_EXERCISE:_ Please give an exact transcription of the records shown below.

------------------------------------------------------------

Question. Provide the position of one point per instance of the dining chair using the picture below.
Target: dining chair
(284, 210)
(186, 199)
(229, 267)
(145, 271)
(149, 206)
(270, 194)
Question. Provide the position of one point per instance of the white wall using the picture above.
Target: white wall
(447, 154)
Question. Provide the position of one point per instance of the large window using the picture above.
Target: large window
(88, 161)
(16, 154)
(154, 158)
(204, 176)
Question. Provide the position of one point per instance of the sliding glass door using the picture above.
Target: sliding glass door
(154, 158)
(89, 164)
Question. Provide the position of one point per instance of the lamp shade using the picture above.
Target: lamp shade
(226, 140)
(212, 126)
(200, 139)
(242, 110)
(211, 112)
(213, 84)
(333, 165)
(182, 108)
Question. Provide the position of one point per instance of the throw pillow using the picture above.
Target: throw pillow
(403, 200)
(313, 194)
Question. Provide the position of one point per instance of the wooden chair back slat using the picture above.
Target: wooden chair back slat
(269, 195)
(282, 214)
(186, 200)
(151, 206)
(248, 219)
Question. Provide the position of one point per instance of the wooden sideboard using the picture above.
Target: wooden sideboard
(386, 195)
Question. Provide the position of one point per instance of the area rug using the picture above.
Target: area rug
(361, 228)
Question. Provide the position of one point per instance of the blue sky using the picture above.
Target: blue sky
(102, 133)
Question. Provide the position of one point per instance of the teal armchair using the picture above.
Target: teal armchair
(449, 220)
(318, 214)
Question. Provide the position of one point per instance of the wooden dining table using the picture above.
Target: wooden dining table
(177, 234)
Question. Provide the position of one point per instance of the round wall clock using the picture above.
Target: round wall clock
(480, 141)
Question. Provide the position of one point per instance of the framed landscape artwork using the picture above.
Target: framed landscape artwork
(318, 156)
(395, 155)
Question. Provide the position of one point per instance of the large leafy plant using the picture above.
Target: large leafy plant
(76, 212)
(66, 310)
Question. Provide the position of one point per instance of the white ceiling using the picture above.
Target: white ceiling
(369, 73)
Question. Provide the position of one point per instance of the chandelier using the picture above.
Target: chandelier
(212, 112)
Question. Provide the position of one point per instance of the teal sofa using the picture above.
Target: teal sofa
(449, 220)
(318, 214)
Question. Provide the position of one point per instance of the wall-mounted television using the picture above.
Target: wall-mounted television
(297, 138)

------------------------------------------------------------

_TASK OUTPUT:_
Question. Provide the position of one point per instance of the dining chair using the picture below.
Target: dining chair
(284, 210)
(186, 199)
(229, 267)
(145, 271)
(149, 206)
(270, 194)
Question. Provide the position of one point per instance of the white wall using the picture above.
Target: white wall
(447, 154)
Question. Provide the position of one point per instance of the large window using the picture above.
Target: large window
(88, 161)
(16, 154)
(154, 158)
(204, 176)
Question. Provide the position of one point per instance of the sliding glass door using the picture above.
Target: sliding glass door
(154, 158)
(89, 164)
Question. Provide the position of one point per instance of the lamp shade using the picture above.
Target: lamp shade
(226, 140)
(212, 126)
(200, 139)
(242, 110)
(211, 112)
(213, 84)
(333, 165)
(182, 108)
Question. Provide the position of one point per instance of the throw pillow using the picture above.
Target: throw pillow
(403, 200)
(313, 194)
Question. Provide the position of one point per instance of the wooden chair back slat using the picture above.
Target: wooden chair back slat
(269, 195)
(282, 214)
(186, 200)
(151, 206)
(248, 219)
Question. Provide the position of one point per instance of the wooden sideboard using the picture above.
Target: wooden sideboard
(386, 195)
Question. Provide the position of one point per instance of the area rug using the picture above.
Target: area rug
(361, 228)
Question. Provide the position of one point per instance of the blue sky using the picture above.
Target: blue sky
(102, 133)
Question. Provide the position of one point per instance of the teal armchair using the picture above.
Target: teal armchair
(449, 220)
(318, 214)
Question. Provide the position of one point per instance of the wooden dining table using the picture above.
Target: wooden dining table
(177, 234)
Question. Provide the position of one point per instance of the round wall clock using the picture above.
Target: round wall clock
(480, 141)
Question. Provide the position of one point per instance of the framed landscape artwork using the picture above.
Target: framed landscape artwork
(318, 156)
(395, 155)
Question. Provide the position of one point per instance of the large leafy plant using the picture above.
Target: large leafy plant
(76, 212)
(66, 310)
Question. Provide the position of one point per instance of the white ceiling using the picture above.
Target: white ceiling
(369, 73)
Question. Provide the position of one point per instance of the chandelier using the picture above.
Target: chandelier
(212, 112)
Question. Provide the position of one point per instance of the teal sofa using the picture above.
Target: teal sofa
(449, 220)
(318, 214)
Question. Provide the position of one point per instance of the wall-mounted television using the picture above.
Target: wall-mounted television
(297, 138)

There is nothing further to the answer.